OBJECTIVE: List each line of the records that contains the word "white", matching case exactly.

· · · · ·

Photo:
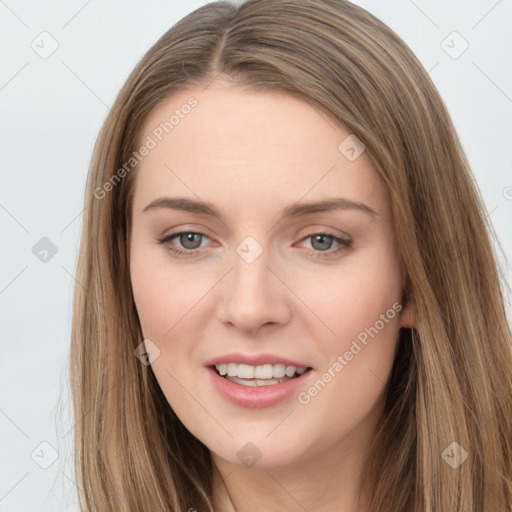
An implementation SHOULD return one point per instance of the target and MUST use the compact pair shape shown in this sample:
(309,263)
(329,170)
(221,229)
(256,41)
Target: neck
(326,482)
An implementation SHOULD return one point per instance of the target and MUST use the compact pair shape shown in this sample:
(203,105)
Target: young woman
(289,295)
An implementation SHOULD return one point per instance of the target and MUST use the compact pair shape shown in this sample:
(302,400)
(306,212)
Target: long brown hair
(452,378)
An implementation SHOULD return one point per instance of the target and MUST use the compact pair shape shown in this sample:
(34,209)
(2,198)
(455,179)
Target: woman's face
(251,276)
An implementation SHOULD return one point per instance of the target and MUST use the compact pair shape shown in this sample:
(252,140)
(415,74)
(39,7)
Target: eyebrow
(292,211)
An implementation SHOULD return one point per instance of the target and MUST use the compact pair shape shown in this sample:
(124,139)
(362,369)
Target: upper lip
(254,360)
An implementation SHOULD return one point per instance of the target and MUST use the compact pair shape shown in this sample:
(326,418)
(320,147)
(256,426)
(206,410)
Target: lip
(254,360)
(258,396)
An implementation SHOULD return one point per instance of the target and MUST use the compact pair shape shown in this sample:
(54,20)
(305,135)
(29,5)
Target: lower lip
(257,396)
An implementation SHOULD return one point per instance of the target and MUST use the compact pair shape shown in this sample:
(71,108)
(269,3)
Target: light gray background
(51,111)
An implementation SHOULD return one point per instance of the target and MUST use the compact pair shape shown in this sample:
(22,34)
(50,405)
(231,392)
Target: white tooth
(279,371)
(290,371)
(245,371)
(232,369)
(263,372)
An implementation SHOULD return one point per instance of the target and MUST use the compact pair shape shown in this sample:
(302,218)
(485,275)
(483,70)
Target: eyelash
(344,244)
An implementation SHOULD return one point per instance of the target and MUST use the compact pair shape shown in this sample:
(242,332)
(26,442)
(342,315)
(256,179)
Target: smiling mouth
(270,378)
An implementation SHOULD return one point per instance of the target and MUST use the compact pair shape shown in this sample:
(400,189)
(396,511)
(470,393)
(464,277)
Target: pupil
(189,240)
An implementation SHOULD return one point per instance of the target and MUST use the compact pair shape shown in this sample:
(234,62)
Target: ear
(408,316)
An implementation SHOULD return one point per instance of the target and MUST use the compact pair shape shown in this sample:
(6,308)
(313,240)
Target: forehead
(252,146)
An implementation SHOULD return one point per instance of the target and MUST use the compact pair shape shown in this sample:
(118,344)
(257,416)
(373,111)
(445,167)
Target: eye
(323,242)
(190,241)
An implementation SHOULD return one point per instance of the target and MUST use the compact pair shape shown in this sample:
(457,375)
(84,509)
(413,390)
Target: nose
(253,297)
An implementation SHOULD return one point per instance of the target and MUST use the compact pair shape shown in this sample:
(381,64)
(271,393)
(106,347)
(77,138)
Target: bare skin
(251,155)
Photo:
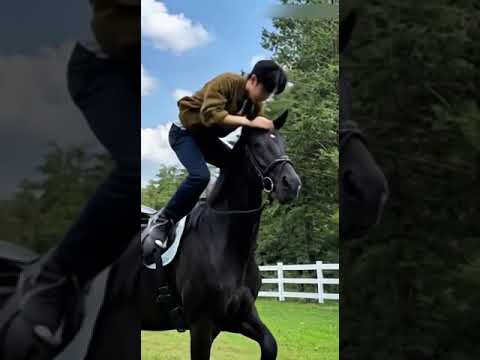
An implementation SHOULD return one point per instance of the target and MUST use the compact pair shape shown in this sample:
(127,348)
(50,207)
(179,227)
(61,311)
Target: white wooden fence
(281,279)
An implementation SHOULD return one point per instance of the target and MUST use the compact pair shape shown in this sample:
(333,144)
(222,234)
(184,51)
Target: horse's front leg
(252,327)
(202,334)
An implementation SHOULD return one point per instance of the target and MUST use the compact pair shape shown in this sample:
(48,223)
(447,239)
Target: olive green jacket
(225,94)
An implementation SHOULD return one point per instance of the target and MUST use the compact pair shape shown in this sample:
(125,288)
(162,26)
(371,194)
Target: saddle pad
(170,253)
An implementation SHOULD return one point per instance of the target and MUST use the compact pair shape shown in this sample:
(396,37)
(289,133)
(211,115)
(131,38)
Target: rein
(267,183)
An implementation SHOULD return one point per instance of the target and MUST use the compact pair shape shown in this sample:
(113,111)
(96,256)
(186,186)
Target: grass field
(303,331)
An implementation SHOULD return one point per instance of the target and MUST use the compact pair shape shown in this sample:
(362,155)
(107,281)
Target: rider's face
(256,91)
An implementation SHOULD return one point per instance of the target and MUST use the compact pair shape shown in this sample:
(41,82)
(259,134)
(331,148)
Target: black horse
(363,186)
(214,275)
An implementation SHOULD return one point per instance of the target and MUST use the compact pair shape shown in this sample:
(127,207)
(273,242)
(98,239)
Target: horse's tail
(240,303)
(13,260)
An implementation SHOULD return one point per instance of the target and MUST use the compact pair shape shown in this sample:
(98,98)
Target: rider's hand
(262,123)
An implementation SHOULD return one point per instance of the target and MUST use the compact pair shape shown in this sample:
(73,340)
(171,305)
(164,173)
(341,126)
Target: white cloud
(256,59)
(179,93)
(171,31)
(156,148)
(148,82)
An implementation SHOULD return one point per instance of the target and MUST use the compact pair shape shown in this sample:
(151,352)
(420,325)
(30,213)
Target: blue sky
(184,44)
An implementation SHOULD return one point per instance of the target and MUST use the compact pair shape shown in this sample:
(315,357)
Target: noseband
(267,182)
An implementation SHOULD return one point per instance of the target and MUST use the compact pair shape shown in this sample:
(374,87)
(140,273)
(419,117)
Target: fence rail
(319,267)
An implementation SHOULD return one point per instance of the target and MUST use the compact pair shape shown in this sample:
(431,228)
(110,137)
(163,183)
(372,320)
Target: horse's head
(265,151)
(363,186)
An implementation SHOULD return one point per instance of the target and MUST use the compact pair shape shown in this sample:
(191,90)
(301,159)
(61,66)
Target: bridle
(268,185)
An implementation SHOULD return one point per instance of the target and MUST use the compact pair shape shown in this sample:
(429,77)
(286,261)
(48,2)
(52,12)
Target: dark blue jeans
(194,148)
(108,94)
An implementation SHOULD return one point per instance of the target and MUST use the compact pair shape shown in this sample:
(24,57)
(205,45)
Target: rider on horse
(223,104)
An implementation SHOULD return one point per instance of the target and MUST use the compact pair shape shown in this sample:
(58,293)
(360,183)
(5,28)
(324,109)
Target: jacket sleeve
(214,101)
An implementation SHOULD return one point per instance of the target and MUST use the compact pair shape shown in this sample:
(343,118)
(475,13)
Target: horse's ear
(280,121)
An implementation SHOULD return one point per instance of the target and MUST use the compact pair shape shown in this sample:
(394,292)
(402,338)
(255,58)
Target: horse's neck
(237,189)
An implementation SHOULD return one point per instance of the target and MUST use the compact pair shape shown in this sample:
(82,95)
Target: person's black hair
(270,75)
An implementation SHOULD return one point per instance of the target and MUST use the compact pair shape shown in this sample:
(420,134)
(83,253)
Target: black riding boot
(43,315)
(157,237)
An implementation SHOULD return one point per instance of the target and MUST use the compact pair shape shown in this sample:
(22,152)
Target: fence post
(320,281)
(281,296)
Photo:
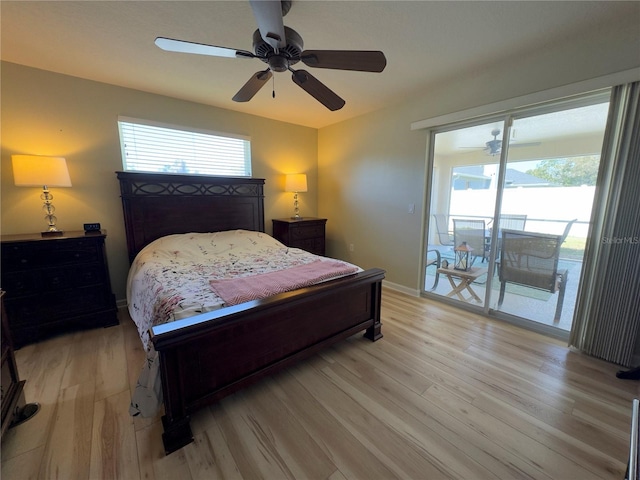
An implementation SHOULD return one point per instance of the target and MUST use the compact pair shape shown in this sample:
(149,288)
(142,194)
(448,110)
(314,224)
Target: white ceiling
(425,43)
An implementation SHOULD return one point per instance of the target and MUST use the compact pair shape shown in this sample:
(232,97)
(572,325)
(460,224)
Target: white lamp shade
(34,170)
(296,182)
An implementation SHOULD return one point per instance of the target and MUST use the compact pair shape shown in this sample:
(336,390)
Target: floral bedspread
(170,279)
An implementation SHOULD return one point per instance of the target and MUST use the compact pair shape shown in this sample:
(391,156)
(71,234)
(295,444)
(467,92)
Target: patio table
(465,281)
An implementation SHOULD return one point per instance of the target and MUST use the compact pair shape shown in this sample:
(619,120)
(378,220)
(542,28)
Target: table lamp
(296,182)
(45,172)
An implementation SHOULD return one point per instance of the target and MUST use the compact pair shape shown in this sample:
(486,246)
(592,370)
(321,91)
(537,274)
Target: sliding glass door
(519,190)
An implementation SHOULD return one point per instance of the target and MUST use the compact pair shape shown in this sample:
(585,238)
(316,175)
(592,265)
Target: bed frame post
(374,332)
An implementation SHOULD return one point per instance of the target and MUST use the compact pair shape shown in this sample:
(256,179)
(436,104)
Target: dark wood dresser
(307,233)
(12,387)
(55,284)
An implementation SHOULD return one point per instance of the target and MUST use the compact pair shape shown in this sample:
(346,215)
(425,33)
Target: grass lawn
(573,248)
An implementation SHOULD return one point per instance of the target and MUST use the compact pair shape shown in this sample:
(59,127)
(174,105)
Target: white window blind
(154,147)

· · · · ·

ANSWER FOR THIS EXERCISE:
Target: white tooth
Target: white wooden fence
Target: white cloud
Target: white ceiling
Target: white lamp shade
Target: white window blind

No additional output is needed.